曹志瑜
(景德镇市昌江区检察院,江西景德镇333000)
“腐败黑数”畸高之文化传统与社会责任分析
曹志瑜
(景德镇市昌江区检察院,江西景德镇333000)
反腐败是学界及社会普遍关注的一个“焦点”,文化传统与社会责任的分析维度将有助于我们重新认识和深刻反思我国的“腐败黑数”问题。对于畸高“腐败黑数”中主要由文化、社会等外在因素导致的行为失范和腐败犯罪,应主要立足于宽容的救赎,而控制和消弥畸高“腐败黑数”的根本出路应是植根于文化基础之上的严密而人性化的制度设计。

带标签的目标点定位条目
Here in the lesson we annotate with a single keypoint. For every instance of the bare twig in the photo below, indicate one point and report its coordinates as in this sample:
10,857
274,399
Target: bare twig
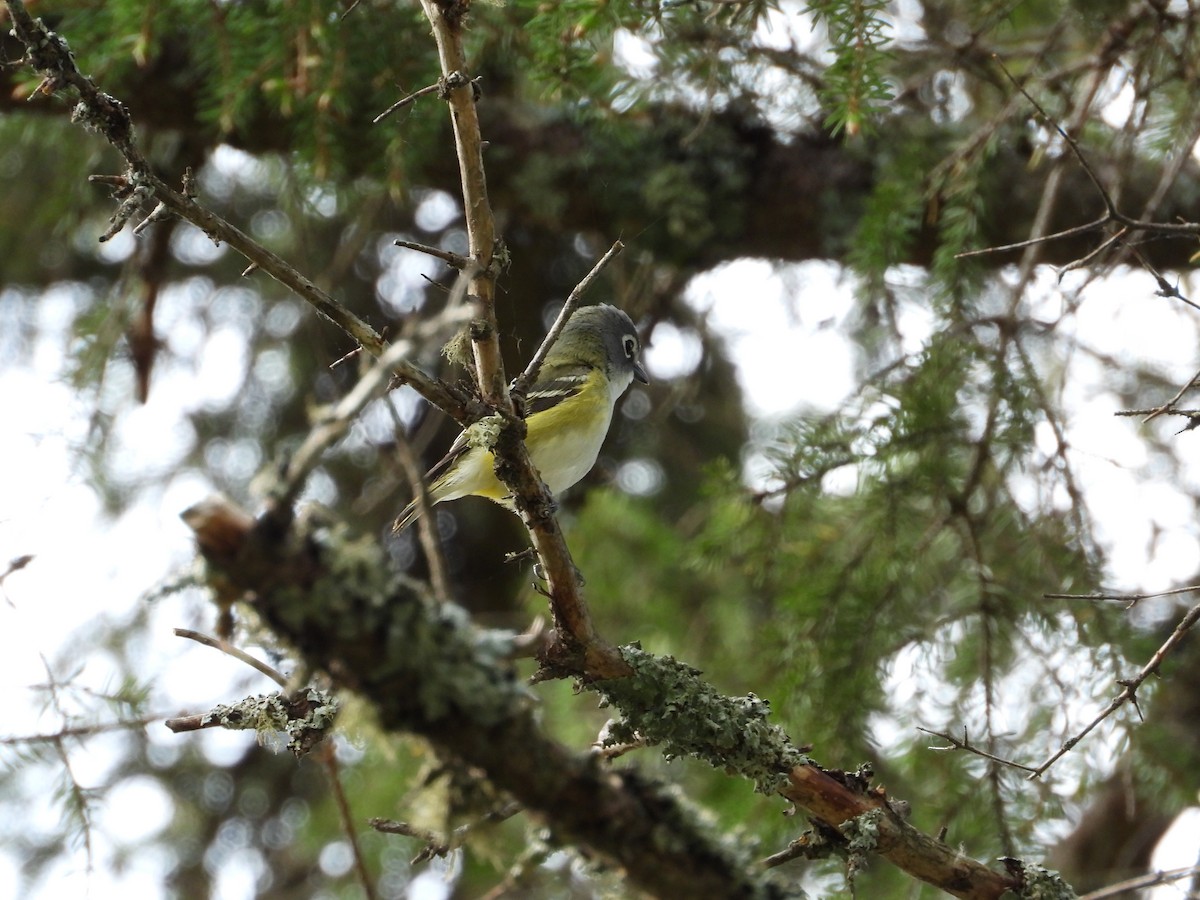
1129,689
1131,600
235,652
337,419
965,744
455,261
139,185
329,760
405,102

任务:
a: 照原样抄写节选中从“反腐败是学界及社会普遍关注的”到“上的严密而人性化的制度设计。”的这一段。
b: 重新写出全部定位条目，每个条目的文字都保留。答案中的每个坐标数值都加上 -12，输出里不要放图片。

参考答案:
a:
反腐败是学界及社会普遍关注的一个“焦点”,文化传统与社会责任的分析维度将有助于我们重新认识和深刻反思我国的“腐败黑数”问题。对于畸高“腐败黑数”中主要由文化、社会等外在因素导致的行为失范和腐败犯罪,应主要立足于宽容的救赎,而控制和消弥畸高“腐败黑数”的根本出路应是植根于文化基础之上的严密而人性化的制度设计。

b:
Here in the lesson we annotate with a single keypoint. For every instance of the bare twig in the photo below, indicate one point and report its coordinates as in this sample:
10,857
274,399
Target: bare twig
1117,677
1119,588
223,640
325,407
953,732
443,249
127,173
317,748
393,90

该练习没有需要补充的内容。